● Work to do:
Tally the lines in the material below that contain the string "covered", and reply with that number alone.

[Position identification records]
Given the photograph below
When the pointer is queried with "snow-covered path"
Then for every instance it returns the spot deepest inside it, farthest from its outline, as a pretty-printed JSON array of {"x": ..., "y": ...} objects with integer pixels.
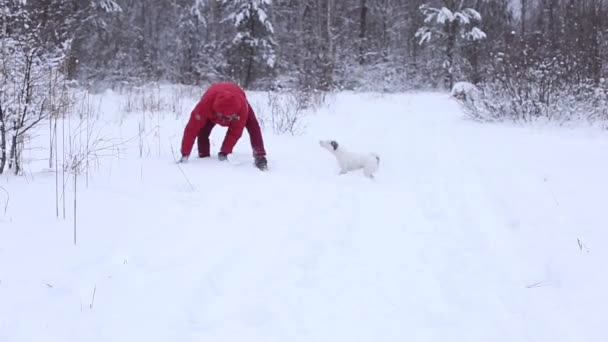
[{"x": 470, "y": 233}]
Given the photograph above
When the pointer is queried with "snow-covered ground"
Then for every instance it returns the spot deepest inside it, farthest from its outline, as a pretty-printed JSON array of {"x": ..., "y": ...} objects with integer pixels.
[{"x": 470, "y": 232}]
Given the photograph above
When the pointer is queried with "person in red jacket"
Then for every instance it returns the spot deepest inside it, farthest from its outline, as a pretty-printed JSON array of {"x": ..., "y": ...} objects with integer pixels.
[{"x": 224, "y": 104}]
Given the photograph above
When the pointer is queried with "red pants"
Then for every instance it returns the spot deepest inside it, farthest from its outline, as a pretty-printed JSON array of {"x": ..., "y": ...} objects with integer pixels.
[{"x": 253, "y": 128}]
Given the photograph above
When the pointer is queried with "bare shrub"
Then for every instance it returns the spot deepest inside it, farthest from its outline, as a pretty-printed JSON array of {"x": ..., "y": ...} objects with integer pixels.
[{"x": 288, "y": 108}]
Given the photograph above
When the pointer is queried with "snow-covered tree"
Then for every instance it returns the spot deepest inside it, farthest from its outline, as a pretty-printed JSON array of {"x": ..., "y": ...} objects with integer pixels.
[
  {"x": 451, "y": 24},
  {"x": 253, "y": 43}
]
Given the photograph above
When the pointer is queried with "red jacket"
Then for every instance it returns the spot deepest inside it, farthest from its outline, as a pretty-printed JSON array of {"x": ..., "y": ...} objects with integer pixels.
[{"x": 224, "y": 104}]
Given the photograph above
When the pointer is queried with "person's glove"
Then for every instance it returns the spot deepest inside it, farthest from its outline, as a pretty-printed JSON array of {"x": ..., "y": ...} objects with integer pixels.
[{"x": 261, "y": 163}]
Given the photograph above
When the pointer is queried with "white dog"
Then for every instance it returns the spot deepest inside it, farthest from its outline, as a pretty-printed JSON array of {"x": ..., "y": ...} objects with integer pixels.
[{"x": 349, "y": 161}]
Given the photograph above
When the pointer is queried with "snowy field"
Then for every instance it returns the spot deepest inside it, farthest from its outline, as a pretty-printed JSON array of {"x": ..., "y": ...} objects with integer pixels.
[{"x": 470, "y": 232}]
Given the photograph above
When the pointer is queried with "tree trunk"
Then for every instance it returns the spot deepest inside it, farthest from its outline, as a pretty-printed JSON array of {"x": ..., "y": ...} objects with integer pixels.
[
  {"x": 2, "y": 141},
  {"x": 362, "y": 32}
]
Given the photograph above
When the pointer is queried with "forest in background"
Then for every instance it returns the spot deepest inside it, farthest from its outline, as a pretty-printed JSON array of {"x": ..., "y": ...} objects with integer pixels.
[
  {"x": 322, "y": 44},
  {"x": 519, "y": 60}
]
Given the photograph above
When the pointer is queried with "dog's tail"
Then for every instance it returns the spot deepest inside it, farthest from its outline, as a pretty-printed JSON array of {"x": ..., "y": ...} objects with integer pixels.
[{"x": 375, "y": 155}]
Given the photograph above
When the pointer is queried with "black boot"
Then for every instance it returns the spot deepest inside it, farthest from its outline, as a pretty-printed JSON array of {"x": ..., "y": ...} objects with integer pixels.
[{"x": 261, "y": 163}]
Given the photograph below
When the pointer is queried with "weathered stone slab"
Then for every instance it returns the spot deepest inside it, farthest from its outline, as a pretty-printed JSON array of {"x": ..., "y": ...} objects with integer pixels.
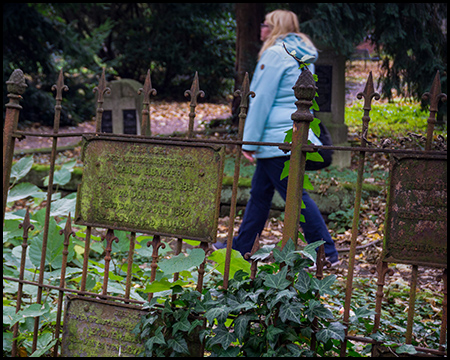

● Result for this exercise:
3